Document passage:
#FF: Rob Delaney
An interview with the be-Speedoed standup comedian and Twitter legend
by Jason Gilbert | @YahooTech
If you check Twitter even semi-frequently, you've probably come across Rob Delaney's bulge. The L.A.-based standup comedian's Twitter avatar -- a photo of the comic on a beach, in a speedo, from his nose down to his bare thighs -- is somewhat omnipresent on the social media site, thanks to the high amount of shares his bawdy, profane and occasionally incisive tweets attract. His knack for tweeting has boosted his follower count up toward a million, and has landed him gigs on Jimmy Kimmel Live, Conan and several other national TV shows.
Not bad for a guy who was struggling to make a living doing standup five years ago.
We talked to Mr. Delaney about his rise to fame on both Twitter and in the real world; his recent, inspired takeover of the @MLB Twitter account; and why he hates Walmart so much. You can read it all below, and follow Rob on Twitter right here.

Given problem 1: In the Rob Delaney introduction, which two national TV shows are named as having given him gigs?
Given problem 2: Write out the part of the Rob Delaney introduction that opens with the words containing "Not bad for" and closes with "Twitter right here.".
The listing that follows has nothing to do with the Rob Delaney introduction.

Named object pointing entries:

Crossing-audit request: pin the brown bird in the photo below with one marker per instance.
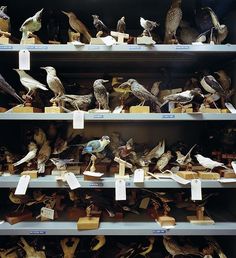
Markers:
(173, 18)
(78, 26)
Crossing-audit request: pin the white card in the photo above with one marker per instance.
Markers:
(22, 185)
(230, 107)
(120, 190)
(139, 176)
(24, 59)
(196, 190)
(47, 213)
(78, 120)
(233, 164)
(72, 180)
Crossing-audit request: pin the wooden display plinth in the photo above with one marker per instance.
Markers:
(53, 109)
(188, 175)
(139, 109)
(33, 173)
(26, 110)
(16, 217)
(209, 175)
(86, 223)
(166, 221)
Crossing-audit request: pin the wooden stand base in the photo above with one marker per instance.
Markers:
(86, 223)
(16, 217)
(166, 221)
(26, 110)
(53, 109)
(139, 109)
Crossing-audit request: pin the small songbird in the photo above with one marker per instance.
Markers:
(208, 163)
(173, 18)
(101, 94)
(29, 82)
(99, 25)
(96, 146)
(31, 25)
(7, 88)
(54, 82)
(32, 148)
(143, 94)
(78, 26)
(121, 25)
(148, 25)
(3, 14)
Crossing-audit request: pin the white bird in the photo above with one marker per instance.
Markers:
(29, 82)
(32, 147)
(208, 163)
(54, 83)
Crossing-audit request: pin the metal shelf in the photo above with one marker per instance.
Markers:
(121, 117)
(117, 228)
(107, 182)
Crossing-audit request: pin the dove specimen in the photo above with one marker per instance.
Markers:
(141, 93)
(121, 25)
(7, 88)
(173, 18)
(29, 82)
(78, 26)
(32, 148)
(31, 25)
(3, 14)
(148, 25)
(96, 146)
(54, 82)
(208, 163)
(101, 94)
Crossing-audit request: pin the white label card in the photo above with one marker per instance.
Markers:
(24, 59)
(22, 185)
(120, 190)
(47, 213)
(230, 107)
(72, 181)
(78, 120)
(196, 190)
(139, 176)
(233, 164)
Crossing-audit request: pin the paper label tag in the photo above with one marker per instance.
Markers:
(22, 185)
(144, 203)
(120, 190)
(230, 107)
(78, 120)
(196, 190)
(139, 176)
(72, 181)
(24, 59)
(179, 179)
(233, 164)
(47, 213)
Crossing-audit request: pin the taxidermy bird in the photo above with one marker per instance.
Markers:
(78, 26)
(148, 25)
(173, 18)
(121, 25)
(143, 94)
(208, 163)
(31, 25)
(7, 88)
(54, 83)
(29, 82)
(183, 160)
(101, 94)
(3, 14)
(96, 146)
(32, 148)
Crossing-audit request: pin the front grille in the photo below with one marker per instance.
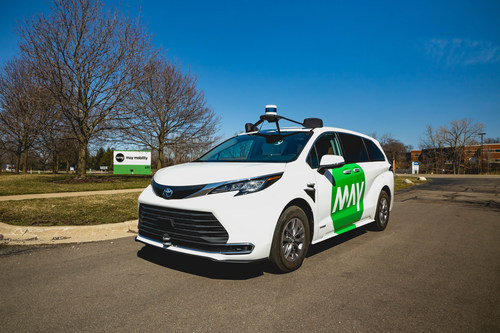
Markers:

--

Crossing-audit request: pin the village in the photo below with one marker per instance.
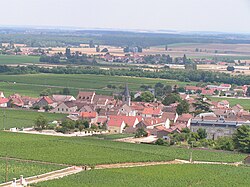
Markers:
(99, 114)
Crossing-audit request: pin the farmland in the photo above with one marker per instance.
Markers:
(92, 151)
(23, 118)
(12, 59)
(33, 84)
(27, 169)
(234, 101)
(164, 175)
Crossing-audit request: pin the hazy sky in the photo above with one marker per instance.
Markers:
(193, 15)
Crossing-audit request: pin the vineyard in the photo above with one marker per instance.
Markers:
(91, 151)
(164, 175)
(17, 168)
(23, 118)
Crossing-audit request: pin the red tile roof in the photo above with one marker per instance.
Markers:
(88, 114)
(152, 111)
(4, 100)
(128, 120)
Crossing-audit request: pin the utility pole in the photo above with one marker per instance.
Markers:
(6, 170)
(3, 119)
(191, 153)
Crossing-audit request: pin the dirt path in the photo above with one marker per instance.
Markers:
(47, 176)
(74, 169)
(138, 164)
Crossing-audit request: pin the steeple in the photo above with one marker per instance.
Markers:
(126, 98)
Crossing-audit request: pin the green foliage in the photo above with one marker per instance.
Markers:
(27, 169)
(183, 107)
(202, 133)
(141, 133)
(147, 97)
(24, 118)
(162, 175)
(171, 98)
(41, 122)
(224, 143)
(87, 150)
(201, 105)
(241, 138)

==

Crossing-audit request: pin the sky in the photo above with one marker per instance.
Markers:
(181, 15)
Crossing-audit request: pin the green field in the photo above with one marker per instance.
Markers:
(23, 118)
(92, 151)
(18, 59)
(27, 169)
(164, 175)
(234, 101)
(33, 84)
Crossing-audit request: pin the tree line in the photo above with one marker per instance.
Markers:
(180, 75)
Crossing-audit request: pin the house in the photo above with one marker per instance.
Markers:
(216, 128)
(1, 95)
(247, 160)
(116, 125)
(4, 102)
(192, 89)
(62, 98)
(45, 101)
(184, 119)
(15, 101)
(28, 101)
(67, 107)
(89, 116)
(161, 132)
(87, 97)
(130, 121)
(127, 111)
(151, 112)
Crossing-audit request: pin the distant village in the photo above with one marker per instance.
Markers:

Finished answer 1: Jimmy Kimmel Live and Conan.

Finished answer 2:
Not bad for a guy who was struggling to make a living doing standup five years ago.
We talked to Mr. Delaney about his rise to fame on both Twitter and in the real world; his recent, inspired takeover of the @MLB Twitter account; and why he hates Walmart so much. You can read it all below, and follow Rob on Twitter right here.